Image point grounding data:
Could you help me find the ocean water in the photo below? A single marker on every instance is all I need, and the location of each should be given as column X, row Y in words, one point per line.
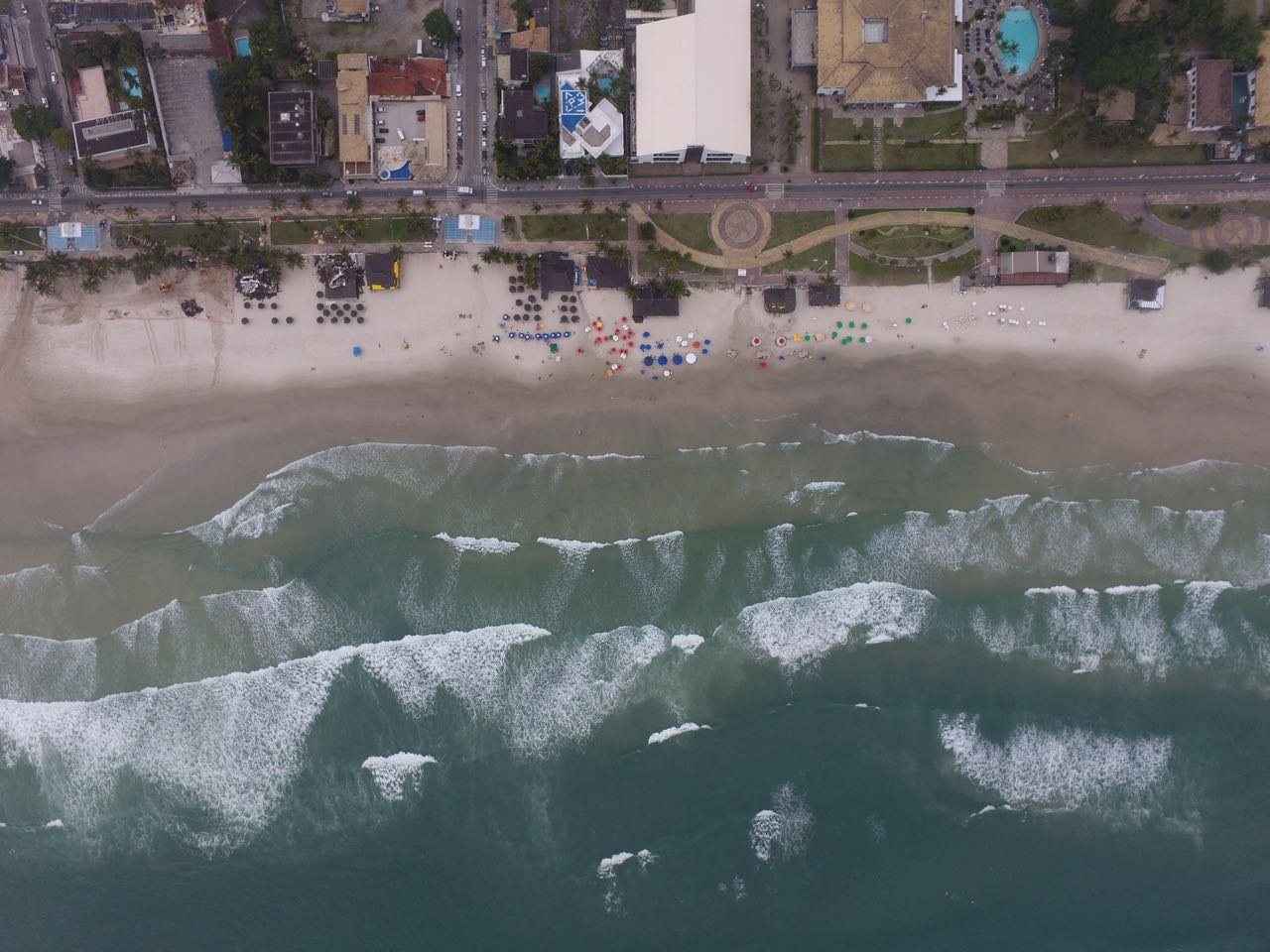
column 849, row 690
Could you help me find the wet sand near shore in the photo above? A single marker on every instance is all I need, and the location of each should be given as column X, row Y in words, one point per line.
column 1057, row 379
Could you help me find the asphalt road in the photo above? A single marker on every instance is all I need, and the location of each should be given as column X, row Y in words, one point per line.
column 910, row 189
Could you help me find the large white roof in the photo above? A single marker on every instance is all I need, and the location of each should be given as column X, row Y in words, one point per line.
column 693, row 80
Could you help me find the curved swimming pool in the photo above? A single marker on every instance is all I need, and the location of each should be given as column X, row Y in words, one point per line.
column 1019, row 28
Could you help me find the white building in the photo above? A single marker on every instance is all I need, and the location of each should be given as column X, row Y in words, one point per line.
column 585, row 127
column 693, row 85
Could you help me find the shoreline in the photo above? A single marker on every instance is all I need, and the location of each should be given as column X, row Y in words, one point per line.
column 80, row 433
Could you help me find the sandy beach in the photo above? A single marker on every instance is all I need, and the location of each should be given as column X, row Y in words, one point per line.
column 107, row 394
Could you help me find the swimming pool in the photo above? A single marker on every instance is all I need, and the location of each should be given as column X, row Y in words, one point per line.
column 1019, row 27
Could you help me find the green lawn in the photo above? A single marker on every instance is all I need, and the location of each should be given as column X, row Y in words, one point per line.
column 24, row 238
column 693, row 230
column 835, row 127
column 951, row 125
column 597, row 226
column 913, row 240
column 855, row 158
column 1197, row 216
column 788, row 226
column 1097, row 225
column 869, row 272
column 1034, row 154
column 901, row 158
column 180, row 234
column 815, row 259
column 652, row 262
column 366, row 229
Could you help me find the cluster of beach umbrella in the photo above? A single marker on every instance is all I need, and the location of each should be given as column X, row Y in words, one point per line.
column 343, row 311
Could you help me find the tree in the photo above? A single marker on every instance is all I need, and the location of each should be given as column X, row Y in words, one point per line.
column 63, row 140
column 33, row 122
column 440, row 27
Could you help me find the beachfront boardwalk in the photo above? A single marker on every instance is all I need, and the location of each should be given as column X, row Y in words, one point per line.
column 753, row 255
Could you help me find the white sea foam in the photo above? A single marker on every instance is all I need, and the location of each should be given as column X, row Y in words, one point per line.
column 393, row 774
column 1124, row 626
column 1067, row 538
column 485, row 546
column 1058, row 770
column 801, row 631
column 231, row 746
column 688, row 644
column 46, row 669
column 670, row 733
column 784, row 829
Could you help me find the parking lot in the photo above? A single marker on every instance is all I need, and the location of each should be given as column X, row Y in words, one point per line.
column 189, row 107
column 393, row 31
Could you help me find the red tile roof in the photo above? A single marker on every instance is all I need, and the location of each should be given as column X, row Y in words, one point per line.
column 414, row 76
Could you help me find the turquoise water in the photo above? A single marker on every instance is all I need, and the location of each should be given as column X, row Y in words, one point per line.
column 844, row 692
column 1020, row 27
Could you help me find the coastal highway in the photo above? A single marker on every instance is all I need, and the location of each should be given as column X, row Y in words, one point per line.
column 911, row 189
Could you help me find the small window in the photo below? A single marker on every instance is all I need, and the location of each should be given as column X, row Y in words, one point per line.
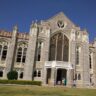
column 1, row 73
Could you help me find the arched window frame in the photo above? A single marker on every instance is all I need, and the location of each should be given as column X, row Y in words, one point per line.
column 1, row 73
column 23, row 53
column 79, row 76
column 78, row 49
column 3, row 50
column 21, row 75
column 38, row 51
column 54, row 43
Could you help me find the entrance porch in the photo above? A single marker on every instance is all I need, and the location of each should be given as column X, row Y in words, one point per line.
column 55, row 72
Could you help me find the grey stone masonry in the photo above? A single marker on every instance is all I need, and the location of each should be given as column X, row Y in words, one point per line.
column 30, row 57
column 86, row 71
column 11, row 52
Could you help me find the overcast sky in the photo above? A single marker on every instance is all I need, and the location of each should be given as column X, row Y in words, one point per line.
column 23, row 12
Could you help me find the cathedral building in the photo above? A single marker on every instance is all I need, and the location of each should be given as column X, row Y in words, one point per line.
column 53, row 50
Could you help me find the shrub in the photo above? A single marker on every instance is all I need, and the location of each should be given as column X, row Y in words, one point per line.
column 21, row 82
column 12, row 75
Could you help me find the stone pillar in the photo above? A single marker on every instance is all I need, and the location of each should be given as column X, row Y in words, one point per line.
column 30, row 56
column 11, row 52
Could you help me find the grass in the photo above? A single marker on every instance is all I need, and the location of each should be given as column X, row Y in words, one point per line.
column 15, row 90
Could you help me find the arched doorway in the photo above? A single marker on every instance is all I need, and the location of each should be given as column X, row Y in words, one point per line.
column 59, row 48
column 61, row 75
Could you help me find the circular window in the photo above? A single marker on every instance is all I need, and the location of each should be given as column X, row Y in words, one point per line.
column 60, row 24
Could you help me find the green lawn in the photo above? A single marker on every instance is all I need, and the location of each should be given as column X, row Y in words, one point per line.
column 44, row 91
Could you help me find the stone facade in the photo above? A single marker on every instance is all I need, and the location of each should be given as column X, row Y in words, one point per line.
column 53, row 51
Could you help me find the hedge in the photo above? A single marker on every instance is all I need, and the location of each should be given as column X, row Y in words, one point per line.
column 21, row 82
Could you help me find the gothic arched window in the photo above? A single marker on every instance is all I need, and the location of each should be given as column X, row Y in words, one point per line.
column 59, row 47
column 4, row 53
column 39, row 73
column 1, row 73
column 19, row 54
column 39, row 46
column 24, row 55
column 79, row 76
column 21, row 75
column 77, row 55
column 0, row 49
column 66, row 49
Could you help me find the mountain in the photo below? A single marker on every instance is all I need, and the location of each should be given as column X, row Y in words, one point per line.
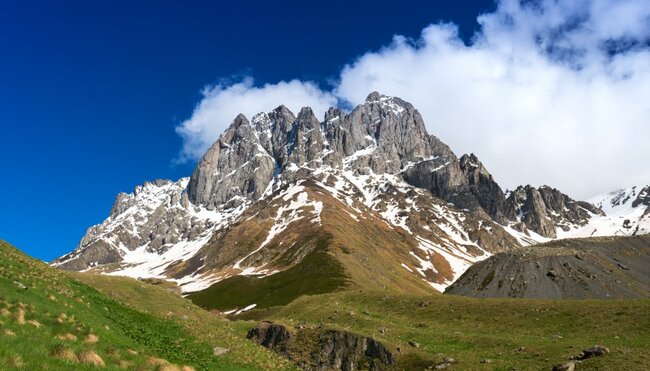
column 367, row 198
column 604, row 267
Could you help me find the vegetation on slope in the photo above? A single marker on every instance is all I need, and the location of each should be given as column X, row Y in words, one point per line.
column 480, row 333
column 50, row 319
column 317, row 273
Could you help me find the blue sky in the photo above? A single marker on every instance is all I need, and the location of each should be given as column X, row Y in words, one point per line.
column 91, row 92
column 98, row 97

# About this exercise:
Every record above should be written out again exactly; the pictures stay out of the copy.

# Problem solution:
Could you help me find the ocean water in the photo below? A single marker on every instance is all I need, and the location of each should be given as column X, row Y in words, one point per line.
column 849, row 690
Could you help me find the wet sand near shore in the photo above? A single marker on every instance is all I need, and the location of each should be given as column X, row Y in words, one point per line.
column 1057, row 379
Could you help me find the asphalt road in the photo above? A single marker on every instance is all I need, and the location of each should be given as column X, row Y in words, one point per line.
column 910, row 189
Could you help me find the large white roof in the photo above? A single marker on every instance is all I need, and the location of each should be given as column X, row Y in words, one point per line.
column 693, row 80
Could you help me find the curved swimming pool in the photo above? A single marker on every instance is all I need, and the location of each should be given as column X, row Y in words, one point per line.
column 1019, row 28
Could you help me find the white building in the photo above? A single marker on every instance is all I need, and the location of each should be given as column X, row Y in words, one point per line.
column 585, row 127
column 693, row 85
Could you help me find the shoreline in the photo above? A single marker on every instance is all I need, and the location of each should be given as column X, row Y in words, one point per line.
column 80, row 433
Could you help me find the sandy beach in the photo above? A single marker on every instance is all I need, and the location of each should be given as column X, row Y in words, one point per line.
column 107, row 394
Could you help me find the swimming pool in the photo above? A single marker on every instance is all I need, and the location of each should be given as column X, row Y in words, one point per line.
column 1019, row 27
Could you help me find the green lawn in the photo above? A single marker on every instance is all I need, and the location of each should be given as column X, row Y in words, one point per line.
column 24, row 238
column 693, row 230
column 835, row 127
column 951, row 125
column 597, row 226
column 913, row 240
column 855, row 158
column 1197, row 216
column 788, row 226
column 1097, row 225
column 869, row 272
column 1034, row 154
column 901, row 158
column 180, row 234
column 815, row 259
column 652, row 262
column 366, row 229
Could you help me find the cluster of beach umbrella in the photo above? A single marker on every instance is all I need, and the location of each should be given as column X, row Y in words, one point per line.
column 343, row 311
Could you help me find the tree in the photo above? A single marker on every instance is all I need, and the location of each should be given as column X, row Y in words, one point per line.
column 63, row 140
column 33, row 122
column 440, row 27
Could you help me find the beachfront boardwalk in the photo above? A single marker on every instance is all I need, and the location of each should be given as column X, row Y in words, one point per line.
column 753, row 255
Could you help me find the white sea foam in the photo above? A single marker on every instance is all I need, and the location of each should be given as column X, row Y in words, one point per line.
column 393, row 774
column 1124, row 626
column 1067, row 538
column 485, row 546
column 1058, row 770
column 801, row 631
column 231, row 746
column 688, row 644
column 46, row 669
column 670, row 733
column 784, row 829
Could you help me find the parking lot in the photo above? A single marker on every instance is all I need, and the location of each should be given as column X, row Y in words, one point per line.
column 189, row 107
column 393, row 31
Could you help me find the red tile roof in the photo above? A single marker on every instance is all I need, and the location of each should be given as column X, row Y in words, one point per line.
column 414, row 76
Could you help me find the turquoise water in the photo above? A single marker on every instance is all I need, and the location of each should be given as column X, row Y in words, one point per line.
column 844, row 692
column 1020, row 27
Could you help me find the coastal highway in the photo above? A single marker on every instance is all I need, and the location of each should be given as column X, row Y in words, one point per line.
column 911, row 189
Could you help me find the small window in the photo below? A single marker on every instance is all I need, and the location of each should be given as column X, row Y in words, one point per line.
column 1, row 73
Could you help me find the arched window frame in the photo above? A single marker on every instance is all I need, and the location of each should be given as column X, row Y in words, one point per line.
column 1, row 73
column 23, row 53
column 79, row 76
column 78, row 49
column 3, row 50
column 21, row 75
column 38, row 51
column 54, row 43
Could you help me find the entrance porch in the photo above? A single marker on every instance is all I need, and the location of each should be given as column X, row Y in words, one point per line.
column 55, row 72
Could you help me find the grey stone masonry in the photo above? A single marker on every instance is all I need, and the location of each should be given as column X, row Y in words, one point per line.
column 30, row 57
column 86, row 71
column 11, row 52
Could you help me find the overcast sky in the photo above? A single marker on every instance is all I need, and the location of each should be given as column X, row Y in words, one point per line.
column 23, row 12
Could you help me find the cathedral building in the photo above? A single marker on every instance is all I need, and the location of each should be given as column X, row Y in words, one point per line.
column 53, row 50
Could you help me find the shrub in the photo above? A single marker on every instance is all I need, and the location of each should be given as column X, row Y in words, one point per line.
column 21, row 82
column 12, row 75
Could you help me find the stone pillar in the photo above? A single marker on every instance is all I need, and the location of each should be given as column X, row Y in words, one point per line.
column 30, row 56
column 11, row 52
Could you help me find the grass in the photo above? A single marker on every instance is all I need, and the location of each should be given as column X, row Y in words, one point per line.
column 15, row 90
Could you help me find the arched doorway in the photo above? A single marker on every instance is all I need, and the location of each should be given as column X, row Y in words, one point per line.
column 59, row 48
column 61, row 75
Could you help me find the circular window in the photo above? A single marker on every instance is all I need, and the location of each should be given as column X, row Y in words, one point per line.
column 60, row 24
Could you help me find the green lawn in the photo above? A single marker on every instance is all I need, and the location of each should be given as column X, row Y in words, one point per line.
column 44, row 91
Could you help me find the stone facade in the photo above? A single marker on every instance is all I need, and the location of each should be given as column X, row Y in words, one point per line.
column 53, row 51
Could you help me find the hedge in the photo above? A single marker on every instance is all I need, and the location of each should be given as column X, row Y in words, one point per line.
column 21, row 82
Could you help me find the gothic arched window in the photo above? A single marker on every instance is all I need, and the location of each should be given as column X, row Y in words, one point per line.
column 59, row 47
column 4, row 53
column 39, row 73
column 1, row 73
column 19, row 54
column 39, row 46
column 24, row 55
column 79, row 76
column 21, row 75
column 77, row 55
column 0, row 49
column 66, row 49
Could you help me find the mountain in the photo below? A single marker on every instance is all I need, and the location of each should be given as column X, row Y in words, one point per line.
column 367, row 198
column 604, row 267
Could you help me find the vegetation on slope in the photo above? A single marker on every instance is all I need, and the location of each should be given as column X, row Y in words, one point per line.
column 480, row 333
column 50, row 319
column 317, row 273
Could you help me find the blue sky in the photo above? A single marker on every instance is all I need, and the location of each should be given as column X, row Y in words, one point per line.
column 91, row 92
column 98, row 97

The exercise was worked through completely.